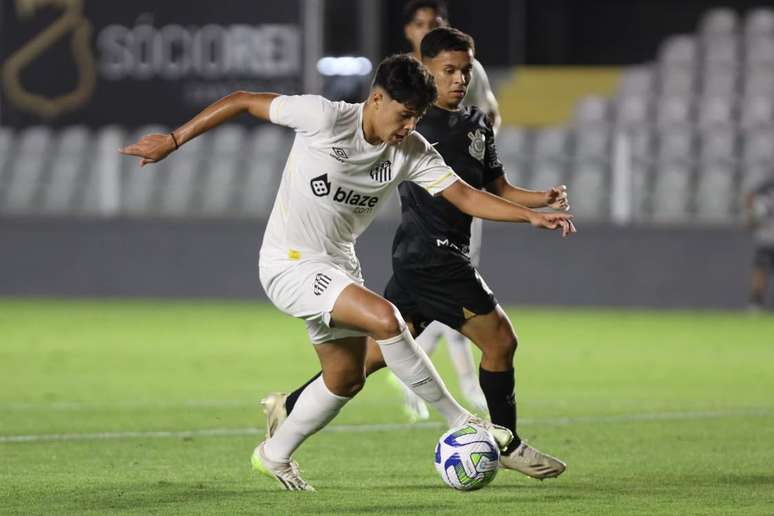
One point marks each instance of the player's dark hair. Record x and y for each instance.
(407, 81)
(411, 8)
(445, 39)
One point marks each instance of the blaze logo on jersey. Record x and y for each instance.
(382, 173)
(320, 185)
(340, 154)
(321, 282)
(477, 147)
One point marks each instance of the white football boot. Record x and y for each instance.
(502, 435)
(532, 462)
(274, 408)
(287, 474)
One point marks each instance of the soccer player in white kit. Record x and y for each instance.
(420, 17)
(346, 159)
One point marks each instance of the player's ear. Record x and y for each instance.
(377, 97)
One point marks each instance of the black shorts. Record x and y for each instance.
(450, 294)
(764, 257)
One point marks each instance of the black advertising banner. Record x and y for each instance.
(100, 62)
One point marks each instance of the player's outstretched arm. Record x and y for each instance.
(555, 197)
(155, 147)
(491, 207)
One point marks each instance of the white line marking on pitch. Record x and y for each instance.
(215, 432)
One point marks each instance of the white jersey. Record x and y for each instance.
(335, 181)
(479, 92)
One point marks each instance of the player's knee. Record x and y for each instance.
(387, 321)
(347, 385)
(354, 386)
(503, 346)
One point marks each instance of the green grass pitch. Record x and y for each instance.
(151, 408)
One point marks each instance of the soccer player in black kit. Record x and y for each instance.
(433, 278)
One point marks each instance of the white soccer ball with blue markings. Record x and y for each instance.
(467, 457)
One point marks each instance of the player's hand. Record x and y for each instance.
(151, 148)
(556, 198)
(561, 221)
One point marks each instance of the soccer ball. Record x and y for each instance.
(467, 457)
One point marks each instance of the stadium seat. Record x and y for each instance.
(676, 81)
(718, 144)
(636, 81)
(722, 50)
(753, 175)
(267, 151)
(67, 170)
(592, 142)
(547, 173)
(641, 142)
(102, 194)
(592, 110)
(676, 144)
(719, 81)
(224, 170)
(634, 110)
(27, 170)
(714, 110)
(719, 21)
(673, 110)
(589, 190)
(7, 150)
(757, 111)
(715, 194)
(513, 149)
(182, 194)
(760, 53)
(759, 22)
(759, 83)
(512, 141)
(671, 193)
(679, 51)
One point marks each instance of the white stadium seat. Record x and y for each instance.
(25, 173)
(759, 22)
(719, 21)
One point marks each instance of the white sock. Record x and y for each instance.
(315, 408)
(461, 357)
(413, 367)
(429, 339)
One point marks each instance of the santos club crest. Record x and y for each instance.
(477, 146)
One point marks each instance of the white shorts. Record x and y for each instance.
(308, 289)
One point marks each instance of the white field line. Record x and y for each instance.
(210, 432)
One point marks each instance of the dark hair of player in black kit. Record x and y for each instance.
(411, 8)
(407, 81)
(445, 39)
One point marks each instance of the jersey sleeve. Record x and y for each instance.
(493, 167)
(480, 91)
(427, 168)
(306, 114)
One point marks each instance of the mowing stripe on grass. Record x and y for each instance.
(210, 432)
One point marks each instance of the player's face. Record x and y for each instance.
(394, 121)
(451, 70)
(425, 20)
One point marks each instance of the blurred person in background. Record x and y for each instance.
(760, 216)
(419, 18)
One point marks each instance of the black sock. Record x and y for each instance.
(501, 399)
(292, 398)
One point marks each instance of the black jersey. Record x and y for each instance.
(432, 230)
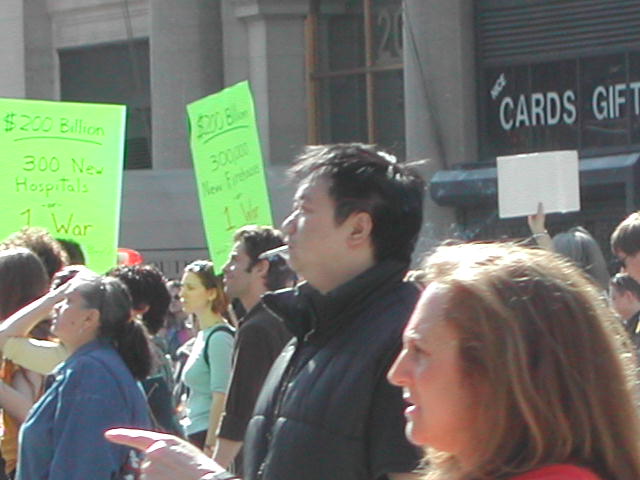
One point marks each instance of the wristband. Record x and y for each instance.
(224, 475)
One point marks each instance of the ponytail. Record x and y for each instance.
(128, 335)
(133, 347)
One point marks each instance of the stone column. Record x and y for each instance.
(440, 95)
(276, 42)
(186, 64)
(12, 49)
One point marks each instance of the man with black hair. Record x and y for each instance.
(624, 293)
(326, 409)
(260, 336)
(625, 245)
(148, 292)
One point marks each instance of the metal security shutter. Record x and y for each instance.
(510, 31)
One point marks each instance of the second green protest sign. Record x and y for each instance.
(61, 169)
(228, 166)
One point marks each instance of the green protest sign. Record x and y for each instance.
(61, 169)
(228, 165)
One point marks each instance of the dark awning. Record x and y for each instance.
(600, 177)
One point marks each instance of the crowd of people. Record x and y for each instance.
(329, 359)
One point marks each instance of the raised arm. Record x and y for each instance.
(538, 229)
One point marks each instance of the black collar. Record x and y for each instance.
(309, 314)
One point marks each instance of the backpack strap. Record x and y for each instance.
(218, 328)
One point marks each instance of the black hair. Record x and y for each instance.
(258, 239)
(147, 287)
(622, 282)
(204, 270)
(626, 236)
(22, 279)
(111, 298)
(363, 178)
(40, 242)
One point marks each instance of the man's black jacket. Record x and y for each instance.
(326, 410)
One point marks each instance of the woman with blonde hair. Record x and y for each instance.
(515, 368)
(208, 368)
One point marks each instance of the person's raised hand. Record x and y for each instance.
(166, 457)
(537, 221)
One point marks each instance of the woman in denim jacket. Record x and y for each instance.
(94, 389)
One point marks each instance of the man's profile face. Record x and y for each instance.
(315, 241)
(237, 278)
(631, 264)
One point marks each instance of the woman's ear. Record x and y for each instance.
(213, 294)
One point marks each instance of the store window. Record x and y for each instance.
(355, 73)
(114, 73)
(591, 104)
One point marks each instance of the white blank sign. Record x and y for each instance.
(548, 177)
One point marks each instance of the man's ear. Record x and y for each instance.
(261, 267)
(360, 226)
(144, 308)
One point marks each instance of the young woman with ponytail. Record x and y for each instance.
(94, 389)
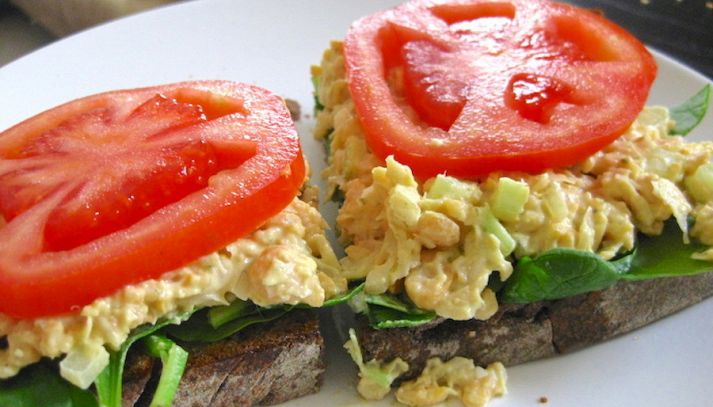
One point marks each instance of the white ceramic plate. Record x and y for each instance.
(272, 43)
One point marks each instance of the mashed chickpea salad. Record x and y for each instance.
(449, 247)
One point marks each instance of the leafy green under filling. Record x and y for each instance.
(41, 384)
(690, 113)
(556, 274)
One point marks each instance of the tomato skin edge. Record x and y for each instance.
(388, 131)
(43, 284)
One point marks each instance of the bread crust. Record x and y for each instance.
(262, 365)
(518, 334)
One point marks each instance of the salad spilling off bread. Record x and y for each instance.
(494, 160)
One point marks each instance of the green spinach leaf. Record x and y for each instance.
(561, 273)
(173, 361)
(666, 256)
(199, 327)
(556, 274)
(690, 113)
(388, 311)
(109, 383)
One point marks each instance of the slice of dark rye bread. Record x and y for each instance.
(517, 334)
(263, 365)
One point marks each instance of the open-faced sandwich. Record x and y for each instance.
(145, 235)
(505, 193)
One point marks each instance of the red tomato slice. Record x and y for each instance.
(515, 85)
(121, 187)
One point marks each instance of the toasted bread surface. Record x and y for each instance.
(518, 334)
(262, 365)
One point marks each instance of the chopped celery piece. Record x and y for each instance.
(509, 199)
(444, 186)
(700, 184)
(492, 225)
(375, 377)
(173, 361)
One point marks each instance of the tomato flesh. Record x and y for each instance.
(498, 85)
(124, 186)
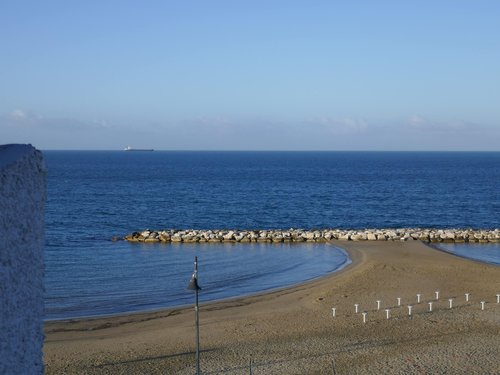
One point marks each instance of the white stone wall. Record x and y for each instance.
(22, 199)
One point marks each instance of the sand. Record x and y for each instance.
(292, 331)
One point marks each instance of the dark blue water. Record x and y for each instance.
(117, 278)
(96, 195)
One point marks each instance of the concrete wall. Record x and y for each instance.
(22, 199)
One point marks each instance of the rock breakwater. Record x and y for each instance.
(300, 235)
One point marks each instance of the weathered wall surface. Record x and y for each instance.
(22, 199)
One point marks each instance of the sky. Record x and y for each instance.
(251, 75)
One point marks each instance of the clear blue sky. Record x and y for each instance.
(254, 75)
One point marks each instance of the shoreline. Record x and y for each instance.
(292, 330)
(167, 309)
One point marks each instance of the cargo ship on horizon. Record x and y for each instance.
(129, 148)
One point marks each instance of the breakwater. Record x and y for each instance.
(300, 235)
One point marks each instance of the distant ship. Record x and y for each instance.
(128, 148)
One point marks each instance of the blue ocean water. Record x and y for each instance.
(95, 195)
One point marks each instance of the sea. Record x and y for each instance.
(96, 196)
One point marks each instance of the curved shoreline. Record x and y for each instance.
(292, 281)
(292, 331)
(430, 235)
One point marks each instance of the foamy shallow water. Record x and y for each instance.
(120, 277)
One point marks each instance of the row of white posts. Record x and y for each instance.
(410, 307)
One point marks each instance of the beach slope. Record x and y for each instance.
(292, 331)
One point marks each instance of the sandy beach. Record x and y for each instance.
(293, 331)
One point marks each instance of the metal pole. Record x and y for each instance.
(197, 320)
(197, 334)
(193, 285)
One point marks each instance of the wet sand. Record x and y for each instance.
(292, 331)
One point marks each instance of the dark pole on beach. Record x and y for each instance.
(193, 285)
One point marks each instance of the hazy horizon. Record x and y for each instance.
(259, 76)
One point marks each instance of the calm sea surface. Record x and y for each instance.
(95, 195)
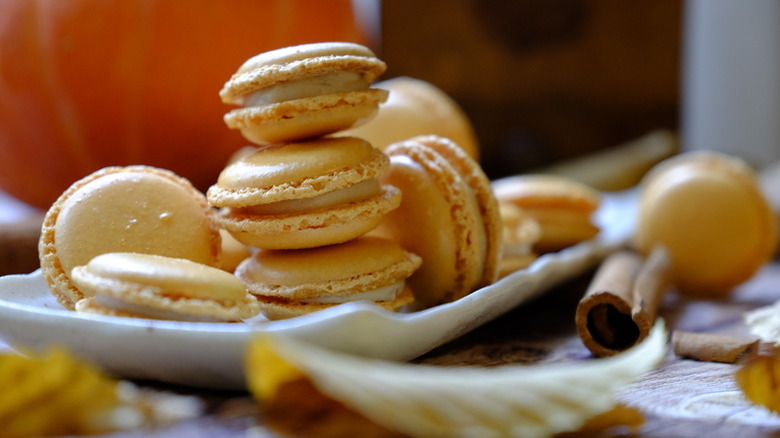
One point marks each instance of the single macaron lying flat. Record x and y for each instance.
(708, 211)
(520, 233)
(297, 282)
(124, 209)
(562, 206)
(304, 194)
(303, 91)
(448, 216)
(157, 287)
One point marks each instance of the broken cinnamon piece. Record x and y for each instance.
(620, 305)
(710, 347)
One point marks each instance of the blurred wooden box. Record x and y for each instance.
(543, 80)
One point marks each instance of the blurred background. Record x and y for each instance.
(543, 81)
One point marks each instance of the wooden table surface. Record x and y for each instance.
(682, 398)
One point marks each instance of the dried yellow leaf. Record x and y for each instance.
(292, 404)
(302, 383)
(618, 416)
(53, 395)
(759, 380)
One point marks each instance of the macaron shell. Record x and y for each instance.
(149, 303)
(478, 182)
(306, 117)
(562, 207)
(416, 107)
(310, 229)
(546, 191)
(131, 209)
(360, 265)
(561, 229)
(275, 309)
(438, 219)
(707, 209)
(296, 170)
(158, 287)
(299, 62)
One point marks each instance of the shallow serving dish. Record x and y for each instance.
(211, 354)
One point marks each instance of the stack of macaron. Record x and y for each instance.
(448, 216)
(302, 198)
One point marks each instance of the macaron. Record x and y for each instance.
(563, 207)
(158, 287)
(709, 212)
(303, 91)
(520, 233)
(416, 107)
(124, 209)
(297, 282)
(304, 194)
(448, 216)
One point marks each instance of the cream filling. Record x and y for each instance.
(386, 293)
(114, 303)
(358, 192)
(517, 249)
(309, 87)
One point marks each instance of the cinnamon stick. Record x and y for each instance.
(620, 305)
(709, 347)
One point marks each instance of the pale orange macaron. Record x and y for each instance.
-=-=-
- Task details -
Print the listing above word for word, beginning with the line that contains "One point marks each instance of the stack" and continuing through the last line of the listing.

- Correct response -
One point marks each instance of the stack of macaron. Record x and y for each instance.
(448, 216)
(302, 198)
One point marks each instance of the macaron. Record x and y for each instance.
(563, 207)
(158, 287)
(709, 212)
(303, 91)
(520, 233)
(416, 107)
(124, 209)
(297, 282)
(304, 194)
(448, 216)
One point marks each instance of the cream filling. Record x and y for each instance.
(386, 293)
(114, 303)
(358, 192)
(517, 249)
(309, 87)
One point marks each instance of the cinnamon stick. Record x and y for each instance.
(620, 305)
(709, 347)
One point marks each instance of the pale orange macaron. Record x and y for each instance.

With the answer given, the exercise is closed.